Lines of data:
>> Begin

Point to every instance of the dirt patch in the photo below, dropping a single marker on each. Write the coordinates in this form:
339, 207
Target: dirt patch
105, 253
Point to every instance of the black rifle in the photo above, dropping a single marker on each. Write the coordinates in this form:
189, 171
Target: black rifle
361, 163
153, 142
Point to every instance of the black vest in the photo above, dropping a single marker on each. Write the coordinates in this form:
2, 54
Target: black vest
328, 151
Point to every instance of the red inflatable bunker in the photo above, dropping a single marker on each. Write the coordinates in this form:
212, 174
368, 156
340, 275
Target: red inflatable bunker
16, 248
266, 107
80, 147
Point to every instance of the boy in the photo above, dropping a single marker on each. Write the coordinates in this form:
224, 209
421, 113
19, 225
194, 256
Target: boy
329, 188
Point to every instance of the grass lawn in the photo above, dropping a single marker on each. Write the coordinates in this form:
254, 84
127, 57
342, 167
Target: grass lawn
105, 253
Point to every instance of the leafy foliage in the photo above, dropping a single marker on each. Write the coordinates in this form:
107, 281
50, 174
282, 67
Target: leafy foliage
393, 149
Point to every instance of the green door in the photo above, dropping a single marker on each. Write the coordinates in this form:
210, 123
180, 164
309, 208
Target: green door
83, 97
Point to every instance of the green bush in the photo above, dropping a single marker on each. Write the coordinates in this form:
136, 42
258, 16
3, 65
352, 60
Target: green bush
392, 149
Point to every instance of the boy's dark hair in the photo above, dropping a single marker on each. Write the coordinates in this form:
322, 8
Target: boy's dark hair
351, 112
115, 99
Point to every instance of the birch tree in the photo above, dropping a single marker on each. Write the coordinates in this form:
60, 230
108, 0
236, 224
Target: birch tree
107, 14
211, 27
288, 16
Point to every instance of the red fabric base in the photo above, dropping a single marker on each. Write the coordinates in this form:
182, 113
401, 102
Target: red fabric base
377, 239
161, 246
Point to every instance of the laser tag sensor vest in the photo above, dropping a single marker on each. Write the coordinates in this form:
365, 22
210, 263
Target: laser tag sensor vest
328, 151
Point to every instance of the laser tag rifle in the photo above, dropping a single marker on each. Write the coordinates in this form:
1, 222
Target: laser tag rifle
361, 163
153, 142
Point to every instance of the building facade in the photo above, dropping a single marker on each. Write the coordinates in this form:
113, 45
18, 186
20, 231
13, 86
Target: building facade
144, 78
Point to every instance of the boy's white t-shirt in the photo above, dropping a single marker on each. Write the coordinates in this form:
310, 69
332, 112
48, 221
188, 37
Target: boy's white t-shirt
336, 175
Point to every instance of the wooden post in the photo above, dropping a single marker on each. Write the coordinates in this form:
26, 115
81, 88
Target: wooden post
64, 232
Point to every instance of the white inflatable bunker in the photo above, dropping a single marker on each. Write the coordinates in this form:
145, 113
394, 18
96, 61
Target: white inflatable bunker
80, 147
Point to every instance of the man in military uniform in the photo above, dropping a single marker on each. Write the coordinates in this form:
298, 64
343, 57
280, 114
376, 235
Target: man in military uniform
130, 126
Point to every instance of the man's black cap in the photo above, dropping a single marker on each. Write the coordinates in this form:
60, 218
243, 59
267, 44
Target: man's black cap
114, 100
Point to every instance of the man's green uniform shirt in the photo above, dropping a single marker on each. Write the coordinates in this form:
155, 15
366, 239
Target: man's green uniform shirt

>> End

**Exercise**
Rewrite every line from the one containing "Point to every instance of the wooden" through the end of the items, including each request line, and shift each answer coordinate by adding -51 to it. Leave all other lines unchanged.

**Exercise output**
Point to every instance of the wooden post in the photo above, dropping a single marker on each. Write the coordinates in this form:
26, 115
81, 88
Target: wooden post
13, 181
Point to every instance of the white inflatable bunker in the photo above, dropping a single marker on each. Write the coordinates in this form:
145, 113
394, 18
96, 61
Target: white inflatable bunker
29, 96
Point to every instance of the man in military uniform in the photo above, dropping a single marker on each. Write the coordinates in this form:
298, 64
343, 57
280, 114
376, 235
Target: man in military uniform
79, 75
Point to every instance of the man's black cap in the photo above, dropping a single marker on each. Write the coordinates in this form:
60, 218
243, 59
267, 44
Target: man's black cap
63, 49
Point to every instance of the man's green uniform shirt in the photo above, dropping a single marker on each. Write the coordinates in this form:
155, 15
366, 239
Target: man's green uniform shirt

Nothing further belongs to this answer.